___ Document excerpt

# 6D hands-on reviews by many websites..



## hemidesign (Dec 6, 2012)

post your reviews from the Canon 6D.. the ones I found, here we go..

The-digital-picture - ISO tests: 

http://www.the-digital-picture.com/Reviews/Canon-EOS-6D-Digital-SLR-Camera-Review.aspx

The-digital-picture - 6D with 200 f2IS VS 5Dmk3 with 200 F2IS (image quality): 

http://www.the-digital-picture.com/Reviews/ISO-12233-Sample-Crops.aspx?Lens=458&Camera=819&FLI=0&API=0&LensComp=458&Sample=0&CameraComp=792&FLIComp=0&APIComp=0

Cnet Asia:

http://asia.cnet.com/product/canon-eos-6d-46728290.htm

DigitalREV - 6D vs 5dmk2 vs 7D:

http://www.digitalrev.com/article/canon-6d-vs-5d-mark/NTczODM1ODc_A

Btw, I like what DigitalREV says about the 6D: "The 11 point system will work perfectly well for those who shoot portraits or studio work and the ability to focus well in low light conditions make it a solid choice for wedding shooters"


----------



## hemidesign (Dec 7, 2012)

Jthorpephoto:

http://jthorpephoto.com/2012/12/product-review-canon-6d/

"I have to say I'm very pleased with the 6D over my MKii, its a pretty big upgrade from it."

PhotographyBay:

http://www.photographybay.com/2012/11/01/canon-6d-hands-on/

The Phoblographer:

http://www.thephoblographer.com/2012/10/27/first-impressions-canon-6d-and-wi-fi-demo/

"If you’re going to choose the center focusing point for most of your shooting because you prefer the focus and recompose method, I strongly urge that you spring for the 5D Mk II instead because Canon is giving you an excellent autofocusing option and you won’t be utilizing the potential that this camera really has."

Trustedreviews.com:

http://www.trustedreviews.com/canon-eos-6d_Digital-Camera_review

"The Canon EOS 6D boasts an 11-point AF system. It may not be anywhere near as complex at the 5D Mark III's 61-point autofocus, but early impressions of its speed and accuracy during our brief hands-on were entirely positive. "


----------



## Marsu42 (Dec 7, 2012)

Here's another one: http://www.the-digital-picture.com/Reviews/ISO-12233-Sample-Crops.aspx?Lens=458&Camera=819&Sample=0&FLI=0&API=4&LensComp=458&CameraComp=479&SampleComp=0&FLIComp=0&APIComp=4



> ISO 12233 resolution chart results for the Canon EOS 6D DSLR Camera and Canon EF 200mm f/2 L IS USM Lens are now available on the site.
> 
> With these results, many comparisons can be made, but the Canon EOS 6D and 5D Mark II comparison is the one I wanted to see the most. While the 5D II holds a small megapixel advantage, the 6D delivers results that are at least as sharp.


----------



## skitron (Dec 7, 2012)

______
___ Given data

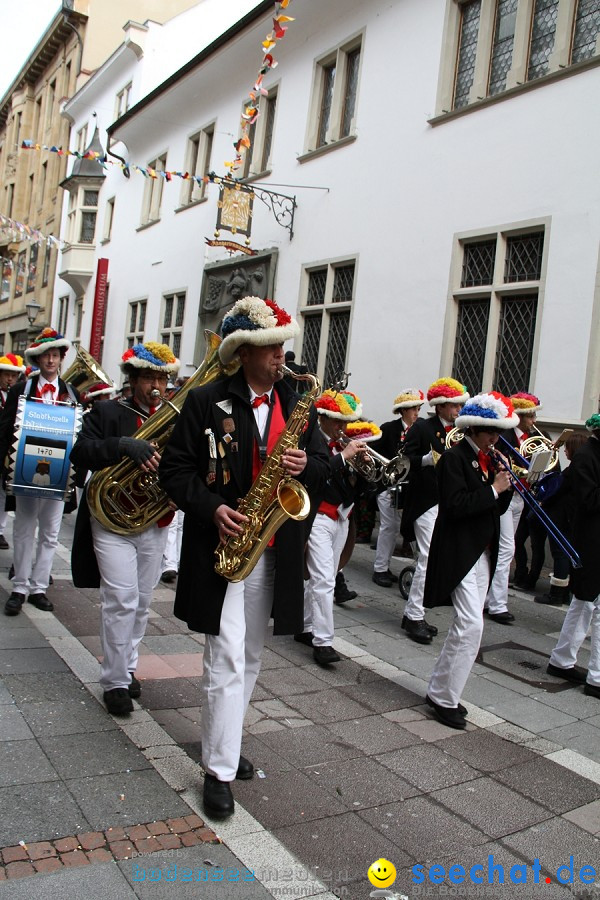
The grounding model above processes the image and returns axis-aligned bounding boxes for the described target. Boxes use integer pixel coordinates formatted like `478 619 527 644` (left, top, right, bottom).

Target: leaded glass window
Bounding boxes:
454 0 481 109
527 0 559 81
489 0 518 95
460 239 496 287
494 296 537 396
325 310 350 385
571 0 600 62
452 298 490 394
504 231 544 282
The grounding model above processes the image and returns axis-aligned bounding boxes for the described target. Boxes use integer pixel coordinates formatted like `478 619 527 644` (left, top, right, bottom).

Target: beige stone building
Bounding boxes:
0 0 198 354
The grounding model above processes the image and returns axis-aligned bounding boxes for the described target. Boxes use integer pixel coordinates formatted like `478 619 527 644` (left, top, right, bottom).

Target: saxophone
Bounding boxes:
215 366 321 582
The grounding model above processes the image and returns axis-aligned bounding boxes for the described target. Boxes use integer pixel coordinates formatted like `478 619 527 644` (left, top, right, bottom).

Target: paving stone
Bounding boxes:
63 769 191 834
40 731 150 778
429 778 551 838
0 781 90 847
493 756 600 815
0 708 33 742
376 744 479 793
440 729 534 772
328 716 420 754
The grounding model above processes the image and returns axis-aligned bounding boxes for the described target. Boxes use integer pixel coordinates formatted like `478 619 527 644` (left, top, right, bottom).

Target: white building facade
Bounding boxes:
53 0 600 427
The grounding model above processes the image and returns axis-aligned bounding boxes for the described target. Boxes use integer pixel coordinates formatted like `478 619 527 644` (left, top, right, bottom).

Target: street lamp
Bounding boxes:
25 300 42 326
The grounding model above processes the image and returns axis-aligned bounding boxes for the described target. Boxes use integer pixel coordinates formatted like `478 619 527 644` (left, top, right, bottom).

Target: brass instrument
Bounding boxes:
61 347 117 394
87 331 240 535
337 431 410 488
215 366 321 582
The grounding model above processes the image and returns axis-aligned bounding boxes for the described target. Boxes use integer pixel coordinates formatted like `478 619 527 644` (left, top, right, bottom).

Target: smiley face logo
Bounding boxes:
367 859 396 887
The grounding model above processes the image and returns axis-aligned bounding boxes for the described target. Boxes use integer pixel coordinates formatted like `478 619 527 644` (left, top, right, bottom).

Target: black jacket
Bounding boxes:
424 439 512 607
160 370 329 634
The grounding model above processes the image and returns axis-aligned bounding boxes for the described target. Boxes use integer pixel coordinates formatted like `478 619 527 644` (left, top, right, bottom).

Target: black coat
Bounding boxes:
567 437 600 603
160 370 329 634
424 439 512 607
71 400 149 588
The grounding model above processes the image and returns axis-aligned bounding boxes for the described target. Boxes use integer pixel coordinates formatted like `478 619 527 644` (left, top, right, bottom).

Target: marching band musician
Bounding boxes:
71 342 179 716
424 391 518 729
373 388 425 587
294 390 366 666
160 297 329 818
0 353 25 550
0 328 79 616
400 378 469 644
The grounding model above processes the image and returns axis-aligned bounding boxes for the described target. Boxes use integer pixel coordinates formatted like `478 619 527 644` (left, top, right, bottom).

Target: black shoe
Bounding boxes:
313 647 340 666
127 672 142 700
4 591 25 616
373 572 394 587
235 756 254 781
202 772 234 819
546 663 587 684
103 688 133 716
294 631 312 647
486 610 515 625
425 694 469 716
400 616 438 637
402 616 435 644
27 594 54 612
426 697 467 731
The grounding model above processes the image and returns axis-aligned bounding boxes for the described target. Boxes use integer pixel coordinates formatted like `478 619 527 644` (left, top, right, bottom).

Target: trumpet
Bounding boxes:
337 431 410 488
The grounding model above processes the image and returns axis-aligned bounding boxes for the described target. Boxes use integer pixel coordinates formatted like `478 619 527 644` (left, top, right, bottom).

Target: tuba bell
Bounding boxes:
61 347 117 394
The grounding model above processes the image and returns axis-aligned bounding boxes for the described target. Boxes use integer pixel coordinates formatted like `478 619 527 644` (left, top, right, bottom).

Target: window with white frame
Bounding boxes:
452 225 544 395
125 300 148 350
141 153 167 225
180 123 215 206
242 87 277 178
115 82 131 119
160 291 185 358
437 0 600 114
300 259 356 386
307 37 361 151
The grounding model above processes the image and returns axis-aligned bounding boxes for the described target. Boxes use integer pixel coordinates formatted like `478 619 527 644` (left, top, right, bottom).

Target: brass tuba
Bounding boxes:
61 347 117 394
87 331 240 535
215 366 321 582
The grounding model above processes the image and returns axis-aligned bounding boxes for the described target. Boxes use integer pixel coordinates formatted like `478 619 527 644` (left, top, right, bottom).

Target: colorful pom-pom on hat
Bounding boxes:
219 297 300 365
120 341 179 375
454 391 519 430
510 391 542 416
315 389 362 422
427 378 470 406
0 353 25 374
25 328 71 362
346 419 381 443
393 388 425 412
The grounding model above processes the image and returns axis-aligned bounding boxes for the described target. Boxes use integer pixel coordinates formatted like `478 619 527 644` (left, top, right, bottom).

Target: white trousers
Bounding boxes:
202 549 275 781
550 595 600 687
485 491 524 615
404 504 438 622
91 518 167 691
304 513 349 647
428 551 490 709
12 497 65 594
373 490 401 572
161 509 185 572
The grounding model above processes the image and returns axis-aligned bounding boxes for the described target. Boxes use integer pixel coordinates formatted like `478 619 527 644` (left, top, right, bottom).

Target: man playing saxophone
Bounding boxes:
71 343 179 715
159 297 328 818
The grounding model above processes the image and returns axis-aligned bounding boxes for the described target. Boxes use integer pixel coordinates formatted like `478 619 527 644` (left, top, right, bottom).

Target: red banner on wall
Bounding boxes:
89 258 108 360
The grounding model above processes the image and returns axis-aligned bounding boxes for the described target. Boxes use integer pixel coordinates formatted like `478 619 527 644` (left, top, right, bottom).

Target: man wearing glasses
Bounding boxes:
71 343 179 716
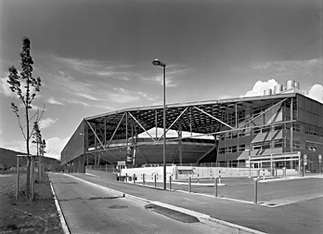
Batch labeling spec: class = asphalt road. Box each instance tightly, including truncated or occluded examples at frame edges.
[49,174,223,234]
[66,173,323,234]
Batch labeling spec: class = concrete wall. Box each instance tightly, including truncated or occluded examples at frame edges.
[121,165,298,182]
[85,168,117,180]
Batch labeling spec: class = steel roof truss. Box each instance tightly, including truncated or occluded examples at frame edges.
[238,98,287,130]
[85,120,104,149]
[128,112,156,142]
[194,106,236,130]
[105,113,126,148]
[158,107,188,141]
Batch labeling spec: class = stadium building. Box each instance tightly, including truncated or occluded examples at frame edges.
[61,80,323,173]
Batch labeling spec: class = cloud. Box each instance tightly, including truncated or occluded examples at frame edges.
[307,84,323,103]
[141,65,193,87]
[249,58,322,80]
[55,57,135,81]
[108,88,155,103]
[76,93,99,101]
[47,97,64,105]
[240,79,278,97]
[39,118,57,129]
[1,137,70,160]
[240,79,323,103]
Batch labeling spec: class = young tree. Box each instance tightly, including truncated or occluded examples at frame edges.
[7,38,41,197]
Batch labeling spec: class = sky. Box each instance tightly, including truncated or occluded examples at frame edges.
[0,0,323,159]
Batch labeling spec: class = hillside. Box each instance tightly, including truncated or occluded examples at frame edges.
[0,148,61,170]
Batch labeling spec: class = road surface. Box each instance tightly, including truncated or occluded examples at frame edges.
[49,173,223,234]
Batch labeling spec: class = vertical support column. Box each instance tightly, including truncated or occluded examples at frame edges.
[214,177,218,197]
[155,110,158,139]
[178,119,183,166]
[253,178,258,204]
[104,117,107,148]
[126,112,129,148]
[292,97,294,153]
[234,103,238,129]
[190,107,192,136]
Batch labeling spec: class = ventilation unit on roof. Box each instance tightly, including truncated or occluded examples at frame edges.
[274,84,284,94]
[264,89,273,96]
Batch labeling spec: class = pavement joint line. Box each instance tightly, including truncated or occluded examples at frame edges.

______

Write the next part of the Canon 6D review thread above, starting with the post that follows the skitron header.

FWIW, my personal findings are for the most part consistent with the latest reviews. The AF may look like poo on paper but it actually works pretty good in practice, the ISO rocks, it isn't soft. Yes it feels alot like a 60D in hand and the shutter likewise sounds like a 60D shutter. Button layout not so good imo, but feel in hand while shooting is very good imo. Definitely a substantial improvement over my 5D2 in every respect but body durability and button layout, both of which imo are "good enough".


----------



## hemidesign (Dec 8, 2012)

Blog.Dojoklo.com:

http://blog.dojoklo.com/2012/12/03/canon-6d-hands-on-review/

"Overall I think the Canon 6D is an excellent dSLR camera, a very good value for the price, and should easily meet or exceed the needs of most enthusiast photographers"

Canonturk.com:

http://www.canonturk.com/wp/4030-turkiyedeki-ilk-6d-on-incelemesi.html

(make sure you're using google chrome for the Turkish translation system)


----------



## daniela (Dec 8, 2012)

Hi guys!

I agree with the statements above. The AF of the 6D ist very good for portrait or low-light shooting. But lacks of speed in actionphotography. I was amazed to get each bird with the 7D or the 5D Mark 3. Only the 6D was often unable to follow the bird, most of the shots were unsharp. I often lost contact with the center AF-point. Amazing AF of the 5D Mark 3 and most amazing of the 1DX!

Image quality of the 6D is good. Looks equal to the 5D Mark 3. 
Next week we shoot portrait, low light in-&outdoor. I´ll see if my preference changes.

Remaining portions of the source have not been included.